You are viewing a plain text version of this content. The canonical link for it is here.
Posted to issues@spark.apache.org by "Sean Owen (JIRA)" <ji...@apache.org> on 2017/08/22 09:23:00 UTC

[jira] [Commented] (SPARK-21806) BinaryClassificationMetrics pr(): first point (0.0, 1.0) is misleading

    [ https://issues.apache.org/jira/browse/SPARK-21806?page=com.atlassian.jira.plugin.system.issuetabpanels:comment-tabpanel&focusedCommentId=16136554#comment-16136554 ] 

Sean Owen commented on SPARK-21806:
-----------------------------------

I agree. Recall can only be 0 if the top-ranked examples are actually negative. But in that case, precision is *0*, unless the classifier has labeled nothing at all as positive. In that case precision is 0/0, undefined. 

More typically, the top-ranked examples are positive, in which case precision is indeed 1 for small values of recall, but, again undefined when recall = 0 because that would have to be the case that nothing is labeled positive.

I see why it's intuitive to include (0,1) on the curve but agree it can't actually occur!

The issue with excluding it is that it may leave no point at all with recall = 0, and that means the computed area under the curve is over a slightly smaller range of recall values, from [min(recall),1] not [0,1].

What about defining precision at recall = 0, if it doesn't exist, to be the precision at the minimum recall value? Or, 0 or 1, whichever is closer?
I'd love to be consistent with something else here. Am I reading this right that scikit will just accept that there's no point at recall = 0?

CC [~mengxr] -- this is code from a really long time ago. I hesitate to change the behavior but this could be construed as a clear fix.

▸ SUPPLIED MATERIAL:
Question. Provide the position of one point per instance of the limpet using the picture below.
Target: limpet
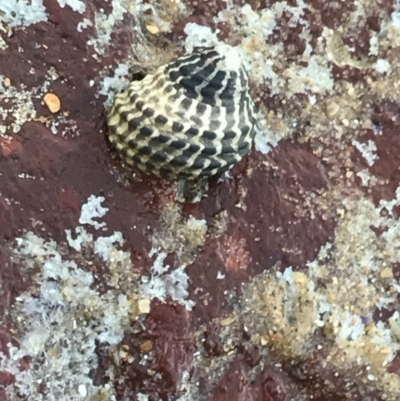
(193, 118)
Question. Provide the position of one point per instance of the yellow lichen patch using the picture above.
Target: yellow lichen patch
(52, 102)
(286, 311)
(146, 346)
(183, 236)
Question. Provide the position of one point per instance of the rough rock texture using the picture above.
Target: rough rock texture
(282, 284)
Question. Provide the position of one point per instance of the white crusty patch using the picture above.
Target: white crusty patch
(92, 210)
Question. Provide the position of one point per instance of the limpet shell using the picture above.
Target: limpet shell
(191, 119)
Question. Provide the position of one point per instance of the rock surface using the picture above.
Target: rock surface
(282, 284)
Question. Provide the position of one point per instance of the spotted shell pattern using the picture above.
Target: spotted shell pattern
(192, 118)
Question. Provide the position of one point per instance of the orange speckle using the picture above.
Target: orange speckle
(52, 102)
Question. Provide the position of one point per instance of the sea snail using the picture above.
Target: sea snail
(191, 119)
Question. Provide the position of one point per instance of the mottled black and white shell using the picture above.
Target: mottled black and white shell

▸ PROBLEMS AND TASKS:
[A] For each statement, answer yes or no on whether it agrees with the JIRA comment above, and quote the words from the comment that decide it. (i) Precision is undefined when the classifier labels nothing as positive. (ii) Excluding the point (0,1) guarantees that a point with recall = 0 remains. (iii) The commenter suggests defining precision at recall = 0, when no such point exists, as the precision at the maximum recall value.
[B] According to the JIRA comment above, over what range of recall values would the area under the curve be computed if the point is excluded and no point with recall = 0 remains?

▸ RESPONSES PER TASK:
[A]
(i) Yes: "In that case precision is 0/0, undefined."
(ii) No: "it may leave no point at all with recall = 0"
(iii) No: "to be the precision at the minimum recall value"

[B] From [min(recall),1] rather than [0,1].